### What you need to do
Can you reproduce, word for word, the stretch of the records below from the line containing "like x=744 y=497." through the line containing "x=178 y=223"?
------ Materials provided ------
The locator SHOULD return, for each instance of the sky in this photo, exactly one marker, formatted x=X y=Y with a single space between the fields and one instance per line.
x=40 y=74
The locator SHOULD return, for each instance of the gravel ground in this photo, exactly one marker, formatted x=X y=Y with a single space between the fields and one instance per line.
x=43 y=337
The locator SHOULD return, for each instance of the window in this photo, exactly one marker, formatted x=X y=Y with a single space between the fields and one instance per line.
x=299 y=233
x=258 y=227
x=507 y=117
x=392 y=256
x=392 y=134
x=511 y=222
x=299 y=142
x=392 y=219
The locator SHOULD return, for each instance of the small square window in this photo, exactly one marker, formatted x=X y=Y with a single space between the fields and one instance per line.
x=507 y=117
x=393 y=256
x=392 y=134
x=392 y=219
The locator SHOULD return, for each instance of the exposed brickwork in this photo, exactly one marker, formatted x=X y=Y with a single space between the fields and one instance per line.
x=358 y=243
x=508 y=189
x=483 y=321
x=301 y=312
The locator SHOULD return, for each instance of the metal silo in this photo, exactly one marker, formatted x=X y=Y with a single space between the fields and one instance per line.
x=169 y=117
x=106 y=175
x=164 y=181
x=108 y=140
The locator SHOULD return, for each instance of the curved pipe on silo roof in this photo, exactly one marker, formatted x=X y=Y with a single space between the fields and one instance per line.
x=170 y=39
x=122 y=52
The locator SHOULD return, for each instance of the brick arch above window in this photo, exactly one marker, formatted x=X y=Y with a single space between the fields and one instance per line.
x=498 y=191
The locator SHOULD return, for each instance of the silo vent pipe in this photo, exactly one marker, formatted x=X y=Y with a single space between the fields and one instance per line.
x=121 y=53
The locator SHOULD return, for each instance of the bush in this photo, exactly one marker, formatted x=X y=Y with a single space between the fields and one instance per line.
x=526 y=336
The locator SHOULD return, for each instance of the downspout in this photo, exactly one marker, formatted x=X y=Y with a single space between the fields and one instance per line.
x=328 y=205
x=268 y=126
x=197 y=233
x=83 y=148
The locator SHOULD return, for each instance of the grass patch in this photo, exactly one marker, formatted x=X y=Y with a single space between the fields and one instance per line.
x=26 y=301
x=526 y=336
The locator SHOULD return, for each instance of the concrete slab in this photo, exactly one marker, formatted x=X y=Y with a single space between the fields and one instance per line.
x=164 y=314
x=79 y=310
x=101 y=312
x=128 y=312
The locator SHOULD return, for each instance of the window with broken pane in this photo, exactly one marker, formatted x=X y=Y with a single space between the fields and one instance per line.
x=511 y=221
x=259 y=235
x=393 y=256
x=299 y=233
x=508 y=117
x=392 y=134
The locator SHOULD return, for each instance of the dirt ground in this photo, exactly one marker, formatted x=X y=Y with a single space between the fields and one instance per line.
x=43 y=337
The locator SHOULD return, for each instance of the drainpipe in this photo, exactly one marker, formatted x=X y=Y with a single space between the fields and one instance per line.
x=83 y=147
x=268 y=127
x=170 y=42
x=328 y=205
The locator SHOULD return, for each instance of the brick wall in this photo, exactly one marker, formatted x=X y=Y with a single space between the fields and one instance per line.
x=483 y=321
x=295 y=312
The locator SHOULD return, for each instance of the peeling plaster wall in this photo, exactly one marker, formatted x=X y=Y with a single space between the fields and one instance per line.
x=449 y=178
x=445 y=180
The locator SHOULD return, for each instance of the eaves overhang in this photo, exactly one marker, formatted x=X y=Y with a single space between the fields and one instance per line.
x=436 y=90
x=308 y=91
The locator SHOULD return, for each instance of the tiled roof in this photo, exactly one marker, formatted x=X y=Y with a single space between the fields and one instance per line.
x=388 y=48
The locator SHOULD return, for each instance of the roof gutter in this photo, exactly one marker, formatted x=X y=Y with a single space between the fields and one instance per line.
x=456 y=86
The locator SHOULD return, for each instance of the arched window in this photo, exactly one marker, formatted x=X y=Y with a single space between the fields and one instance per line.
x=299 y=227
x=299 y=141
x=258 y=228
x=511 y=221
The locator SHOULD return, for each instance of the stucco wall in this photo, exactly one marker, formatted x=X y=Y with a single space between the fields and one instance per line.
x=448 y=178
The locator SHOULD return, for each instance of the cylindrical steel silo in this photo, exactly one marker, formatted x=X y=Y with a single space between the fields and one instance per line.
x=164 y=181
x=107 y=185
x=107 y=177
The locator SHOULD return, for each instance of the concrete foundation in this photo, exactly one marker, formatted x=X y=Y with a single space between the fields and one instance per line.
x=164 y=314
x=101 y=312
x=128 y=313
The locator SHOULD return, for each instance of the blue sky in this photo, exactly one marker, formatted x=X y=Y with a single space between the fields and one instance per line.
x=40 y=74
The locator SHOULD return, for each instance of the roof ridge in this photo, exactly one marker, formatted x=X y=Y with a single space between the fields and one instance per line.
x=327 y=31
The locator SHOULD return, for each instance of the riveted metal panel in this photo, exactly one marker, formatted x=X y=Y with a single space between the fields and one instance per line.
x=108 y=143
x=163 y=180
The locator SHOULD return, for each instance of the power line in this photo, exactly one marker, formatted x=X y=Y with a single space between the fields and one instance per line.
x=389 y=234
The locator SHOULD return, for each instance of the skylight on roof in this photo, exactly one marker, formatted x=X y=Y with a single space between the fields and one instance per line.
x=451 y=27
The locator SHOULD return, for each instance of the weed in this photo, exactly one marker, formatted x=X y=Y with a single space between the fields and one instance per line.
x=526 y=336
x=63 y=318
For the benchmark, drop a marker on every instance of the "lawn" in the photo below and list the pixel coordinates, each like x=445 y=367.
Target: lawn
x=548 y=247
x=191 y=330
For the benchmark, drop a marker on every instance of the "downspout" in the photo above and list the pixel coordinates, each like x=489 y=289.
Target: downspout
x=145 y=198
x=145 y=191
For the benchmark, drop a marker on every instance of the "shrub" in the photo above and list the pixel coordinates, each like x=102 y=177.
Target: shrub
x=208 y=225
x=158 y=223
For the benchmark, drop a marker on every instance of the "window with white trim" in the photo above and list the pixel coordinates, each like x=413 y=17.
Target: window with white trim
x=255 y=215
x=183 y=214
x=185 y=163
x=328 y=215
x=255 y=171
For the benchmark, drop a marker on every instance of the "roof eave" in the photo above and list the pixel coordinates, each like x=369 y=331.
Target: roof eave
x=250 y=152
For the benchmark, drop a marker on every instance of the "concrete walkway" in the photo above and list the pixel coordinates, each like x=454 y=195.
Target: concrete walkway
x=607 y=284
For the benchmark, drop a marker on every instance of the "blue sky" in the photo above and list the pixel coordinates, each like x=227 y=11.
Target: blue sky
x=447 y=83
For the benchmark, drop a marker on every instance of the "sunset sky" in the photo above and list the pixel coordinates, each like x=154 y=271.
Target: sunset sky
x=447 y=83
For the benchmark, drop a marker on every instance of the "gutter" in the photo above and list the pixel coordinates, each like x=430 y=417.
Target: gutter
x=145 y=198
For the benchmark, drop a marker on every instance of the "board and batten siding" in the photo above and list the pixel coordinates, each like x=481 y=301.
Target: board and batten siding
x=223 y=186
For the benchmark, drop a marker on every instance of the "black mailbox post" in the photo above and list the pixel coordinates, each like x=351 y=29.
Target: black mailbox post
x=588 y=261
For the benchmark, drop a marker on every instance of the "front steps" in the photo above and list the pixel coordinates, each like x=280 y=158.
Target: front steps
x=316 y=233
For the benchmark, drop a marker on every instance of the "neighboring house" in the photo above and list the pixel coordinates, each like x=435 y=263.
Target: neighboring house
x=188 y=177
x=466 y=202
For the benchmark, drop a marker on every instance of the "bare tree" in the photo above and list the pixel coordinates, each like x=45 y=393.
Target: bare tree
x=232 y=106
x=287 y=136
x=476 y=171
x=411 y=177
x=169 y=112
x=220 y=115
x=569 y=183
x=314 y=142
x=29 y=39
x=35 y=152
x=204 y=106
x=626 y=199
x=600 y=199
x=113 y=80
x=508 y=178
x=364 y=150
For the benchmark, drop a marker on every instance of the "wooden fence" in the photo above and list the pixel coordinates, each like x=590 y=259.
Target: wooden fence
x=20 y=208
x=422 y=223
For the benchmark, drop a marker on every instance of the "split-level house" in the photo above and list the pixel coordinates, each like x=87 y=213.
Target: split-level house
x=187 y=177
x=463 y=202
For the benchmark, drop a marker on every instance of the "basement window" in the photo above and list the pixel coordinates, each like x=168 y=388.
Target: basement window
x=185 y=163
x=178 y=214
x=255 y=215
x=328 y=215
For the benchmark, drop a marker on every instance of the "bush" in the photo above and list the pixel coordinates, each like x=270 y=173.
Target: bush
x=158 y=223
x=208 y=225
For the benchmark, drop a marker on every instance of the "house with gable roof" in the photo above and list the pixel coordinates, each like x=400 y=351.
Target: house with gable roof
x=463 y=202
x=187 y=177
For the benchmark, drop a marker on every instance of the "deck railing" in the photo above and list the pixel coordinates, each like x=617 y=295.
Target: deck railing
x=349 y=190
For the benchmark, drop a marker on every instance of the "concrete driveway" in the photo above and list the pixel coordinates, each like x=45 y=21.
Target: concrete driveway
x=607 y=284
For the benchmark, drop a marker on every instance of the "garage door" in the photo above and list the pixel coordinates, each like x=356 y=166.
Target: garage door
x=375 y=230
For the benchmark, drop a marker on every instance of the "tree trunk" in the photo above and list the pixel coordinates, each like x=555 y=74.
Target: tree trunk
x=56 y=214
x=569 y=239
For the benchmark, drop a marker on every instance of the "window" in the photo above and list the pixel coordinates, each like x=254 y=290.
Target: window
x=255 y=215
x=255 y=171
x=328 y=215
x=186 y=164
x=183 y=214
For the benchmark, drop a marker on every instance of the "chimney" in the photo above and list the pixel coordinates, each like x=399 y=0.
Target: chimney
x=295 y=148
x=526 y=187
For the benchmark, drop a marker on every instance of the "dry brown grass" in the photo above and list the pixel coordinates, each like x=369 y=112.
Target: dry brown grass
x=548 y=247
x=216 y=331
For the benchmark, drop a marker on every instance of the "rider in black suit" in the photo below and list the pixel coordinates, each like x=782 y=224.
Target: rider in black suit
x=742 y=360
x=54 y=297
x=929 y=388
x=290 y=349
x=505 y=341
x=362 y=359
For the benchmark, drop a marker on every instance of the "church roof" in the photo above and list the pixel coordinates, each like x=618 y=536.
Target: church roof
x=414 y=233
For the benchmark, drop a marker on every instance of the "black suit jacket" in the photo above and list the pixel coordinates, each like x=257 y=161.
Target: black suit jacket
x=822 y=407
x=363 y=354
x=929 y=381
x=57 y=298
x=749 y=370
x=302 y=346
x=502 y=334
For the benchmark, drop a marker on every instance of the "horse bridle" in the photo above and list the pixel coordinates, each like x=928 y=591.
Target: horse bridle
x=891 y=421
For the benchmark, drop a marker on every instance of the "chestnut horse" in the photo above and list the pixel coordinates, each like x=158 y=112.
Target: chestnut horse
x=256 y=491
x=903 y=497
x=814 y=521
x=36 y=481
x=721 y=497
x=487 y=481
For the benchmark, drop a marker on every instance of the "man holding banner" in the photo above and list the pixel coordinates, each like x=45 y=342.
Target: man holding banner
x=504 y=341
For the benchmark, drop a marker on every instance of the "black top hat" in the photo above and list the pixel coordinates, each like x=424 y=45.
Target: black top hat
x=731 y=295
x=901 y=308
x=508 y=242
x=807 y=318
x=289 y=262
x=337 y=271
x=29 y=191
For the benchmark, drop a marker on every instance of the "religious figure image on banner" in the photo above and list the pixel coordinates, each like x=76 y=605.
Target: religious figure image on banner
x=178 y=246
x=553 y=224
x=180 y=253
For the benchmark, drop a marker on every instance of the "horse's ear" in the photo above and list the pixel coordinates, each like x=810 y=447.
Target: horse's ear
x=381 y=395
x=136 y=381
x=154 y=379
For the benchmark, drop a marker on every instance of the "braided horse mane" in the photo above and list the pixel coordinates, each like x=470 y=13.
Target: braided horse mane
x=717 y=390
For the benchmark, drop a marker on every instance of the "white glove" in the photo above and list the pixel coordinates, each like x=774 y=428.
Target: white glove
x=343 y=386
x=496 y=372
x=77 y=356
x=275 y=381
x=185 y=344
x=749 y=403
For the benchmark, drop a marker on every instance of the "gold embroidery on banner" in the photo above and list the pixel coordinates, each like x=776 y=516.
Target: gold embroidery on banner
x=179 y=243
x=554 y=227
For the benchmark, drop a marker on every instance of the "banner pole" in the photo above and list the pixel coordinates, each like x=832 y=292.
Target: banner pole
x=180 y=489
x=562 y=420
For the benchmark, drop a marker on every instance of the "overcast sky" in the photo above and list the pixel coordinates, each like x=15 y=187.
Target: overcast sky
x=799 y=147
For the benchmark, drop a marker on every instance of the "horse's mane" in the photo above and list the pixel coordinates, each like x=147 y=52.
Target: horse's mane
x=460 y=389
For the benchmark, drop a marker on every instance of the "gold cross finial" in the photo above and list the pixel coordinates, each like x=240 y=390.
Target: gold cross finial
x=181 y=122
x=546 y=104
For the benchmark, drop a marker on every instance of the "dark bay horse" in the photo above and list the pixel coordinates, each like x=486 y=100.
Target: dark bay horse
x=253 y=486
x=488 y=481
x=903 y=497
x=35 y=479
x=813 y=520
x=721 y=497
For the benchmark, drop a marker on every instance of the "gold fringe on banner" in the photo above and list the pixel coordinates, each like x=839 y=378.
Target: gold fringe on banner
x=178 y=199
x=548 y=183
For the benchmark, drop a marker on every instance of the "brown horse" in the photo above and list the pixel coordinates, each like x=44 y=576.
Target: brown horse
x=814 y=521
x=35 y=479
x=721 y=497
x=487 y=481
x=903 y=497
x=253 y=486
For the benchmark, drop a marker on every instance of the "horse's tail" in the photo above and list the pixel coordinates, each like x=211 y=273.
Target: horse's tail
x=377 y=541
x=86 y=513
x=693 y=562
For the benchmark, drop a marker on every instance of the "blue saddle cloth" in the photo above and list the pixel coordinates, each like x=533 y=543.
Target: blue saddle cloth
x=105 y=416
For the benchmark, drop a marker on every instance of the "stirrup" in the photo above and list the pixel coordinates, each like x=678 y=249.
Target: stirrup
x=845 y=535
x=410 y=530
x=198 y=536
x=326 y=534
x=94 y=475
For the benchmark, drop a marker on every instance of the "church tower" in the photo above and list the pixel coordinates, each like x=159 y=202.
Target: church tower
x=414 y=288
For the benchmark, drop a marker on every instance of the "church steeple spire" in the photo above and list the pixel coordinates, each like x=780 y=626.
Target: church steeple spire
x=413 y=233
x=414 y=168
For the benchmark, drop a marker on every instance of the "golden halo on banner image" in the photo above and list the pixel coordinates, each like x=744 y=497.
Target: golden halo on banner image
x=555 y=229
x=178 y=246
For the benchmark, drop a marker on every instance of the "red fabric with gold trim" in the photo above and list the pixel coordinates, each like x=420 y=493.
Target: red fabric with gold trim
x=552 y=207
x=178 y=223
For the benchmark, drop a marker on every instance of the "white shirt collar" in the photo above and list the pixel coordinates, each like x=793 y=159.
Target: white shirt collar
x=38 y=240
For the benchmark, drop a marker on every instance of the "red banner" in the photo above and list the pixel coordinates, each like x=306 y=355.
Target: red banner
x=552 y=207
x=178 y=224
------
### Answer to the task
For the benchmark, drop a marker on every instance of the "golden halo on banner image" in the photo above and list the pixel coordinates, each like x=744 y=497.
Target: golden halo on banner image
x=555 y=229
x=178 y=246
For the benchmark, drop a marker on every instance of the "red fabric with gold trim" in the photo above and list the pixel coordinates, each like x=420 y=493.
Target: red fabric with gold trim
x=552 y=207
x=178 y=223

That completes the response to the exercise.